*Task statement*:
Quote every line as written. Omit pictures.

(Records excerpted from a collection)

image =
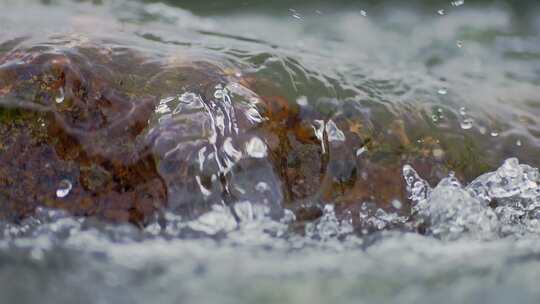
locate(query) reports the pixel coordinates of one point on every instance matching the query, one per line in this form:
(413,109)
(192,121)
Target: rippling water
(456,82)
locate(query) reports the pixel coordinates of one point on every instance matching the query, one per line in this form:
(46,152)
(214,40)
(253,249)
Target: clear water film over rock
(269,151)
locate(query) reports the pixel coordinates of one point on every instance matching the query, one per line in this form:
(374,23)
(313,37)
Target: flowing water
(459,79)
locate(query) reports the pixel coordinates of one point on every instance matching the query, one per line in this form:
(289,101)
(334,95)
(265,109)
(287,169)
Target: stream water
(466,73)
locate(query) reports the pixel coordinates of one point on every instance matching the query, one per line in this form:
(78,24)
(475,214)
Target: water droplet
(361,151)
(256,148)
(482,130)
(467,123)
(302,101)
(333,132)
(63,188)
(296,15)
(60,97)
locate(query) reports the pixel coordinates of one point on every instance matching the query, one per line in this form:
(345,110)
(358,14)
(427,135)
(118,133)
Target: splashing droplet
(442,91)
(296,15)
(256,148)
(467,123)
(302,101)
(361,151)
(60,98)
(63,188)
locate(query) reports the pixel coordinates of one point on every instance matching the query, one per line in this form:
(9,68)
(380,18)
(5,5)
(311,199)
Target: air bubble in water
(466,124)
(60,98)
(63,188)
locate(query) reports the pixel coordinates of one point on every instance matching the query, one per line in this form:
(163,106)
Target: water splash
(64,187)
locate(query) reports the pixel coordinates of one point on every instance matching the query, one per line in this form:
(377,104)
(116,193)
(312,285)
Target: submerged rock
(114,134)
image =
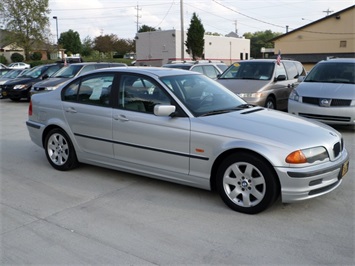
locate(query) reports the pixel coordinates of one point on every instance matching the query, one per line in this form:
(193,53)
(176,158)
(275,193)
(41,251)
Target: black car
(68,72)
(19,88)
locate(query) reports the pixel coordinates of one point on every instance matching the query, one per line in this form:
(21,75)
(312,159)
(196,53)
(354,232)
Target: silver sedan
(183,127)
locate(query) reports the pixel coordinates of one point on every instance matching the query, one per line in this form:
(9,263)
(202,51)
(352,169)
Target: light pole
(56,23)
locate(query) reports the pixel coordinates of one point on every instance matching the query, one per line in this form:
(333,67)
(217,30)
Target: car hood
(21,81)
(51,82)
(243,85)
(270,127)
(324,90)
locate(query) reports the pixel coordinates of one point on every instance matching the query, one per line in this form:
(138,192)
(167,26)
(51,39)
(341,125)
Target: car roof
(339,60)
(156,71)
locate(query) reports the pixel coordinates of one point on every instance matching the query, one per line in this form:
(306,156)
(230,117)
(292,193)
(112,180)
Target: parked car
(145,121)
(13,73)
(19,65)
(69,72)
(20,87)
(209,68)
(263,82)
(327,94)
(2,66)
(3,71)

*Complete response*:
image =
locate(query) reports the pixel coordinates of one point on every instance matching the query, one per line in this form:
(413,109)
(192,121)
Target: rippling water
(456,82)
locate(query) reports the pixel coordinates of one point on every instance matching the query, one per line in this form:
(46,152)
(214,40)
(253,249)
Target: clear water film over rock
(269,151)
locate(query) reports the pixel coordinates of one point on every instance matching the query, one per line in this form:
(374,23)
(313,37)
Target: flowing water
(459,79)
locate(query) reports the pixel coordinates of one point on every instance matching the query, one per line in this form:
(289,101)
(334,95)
(265,109)
(287,169)
Target: stream water
(466,73)
locate(query) reports the pixel coordinates of one point on every instance matching the query, one per line in this form:
(78,24)
(475,214)
Target: water droplet
(361,151)
(256,148)
(482,130)
(467,123)
(302,101)
(333,132)
(63,188)
(296,15)
(60,97)
locate(query) reports the pixel coordinates of one point on every instance matching the query, one per line in this form:
(345,110)
(358,14)
(427,135)
(118,133)
Target: splashing droplet
(442,91)
(296,15)
(256,148)
(467,123)
(302,101)
(361,151)
(60,98)
(63,188)
locate(query) reports the pixel coordinates of one point on every instance matching the query, one per line in this form:
(9,68)
(380,18)
(5,5)
(311,199)
Target: air bubble in water
(466,124)
(60,98)
(63,188)
locate(query) reports the pixel coordinates of one point on every instance matching the query, one per line in this form:
(163,106)
Target: water splash
(64,187)
locate(query) reports the pixel coordinates of one point on every instance matching the query, one per line in this form:
(377,104)
(116,193)
(312,285)
Target: submerged rock
(114,134)
image =
locate(query) reports the pixel coordinates of one point on every instance matching the query, one per line in this form:
(193,53)
(176,158)
(275,193)
(41,251)
Target: black car
(68,72)
(19,88)
locate(query) reports the pixel coordinates of one point on every instance matching the query, one per line in this form:
(21,75)
(312,159)
(196,53)
(354,232)
Target: silver sedan
(183,127)
locate(query) reports the pixel coordinates of one point on every instance matching the query, one per line in this form:
(9,263)
(202,51)
(352,169)
Target: light pole
(56,23)
locate(query) reports the pixel coordinates of one point on every instance matching the query, one per line in this form:
(333,67)
(217,30)
Target: car hood
(21,81)
(51,82)
(243,85)
(270,127)
(324,90)
locate(query) reports the pixel coordinates of one point on every instance matching the query, one per line in this form:
(138,192)
(167,26)
(51,39)
(341,125)
Target: car roof
(339,60)
(156,71)
locate(query) reports the pixel coordinates of one point on every instance matching the query, one per line in this form:
(306,156)
(230,117)
(292,193)
(112,180)
Target: parked car
(145,121)
(13,73)
(19,65)
(69,72)
(20,87)
(209,68)
(263,82)
(327,94)
(2,66)
(3,71)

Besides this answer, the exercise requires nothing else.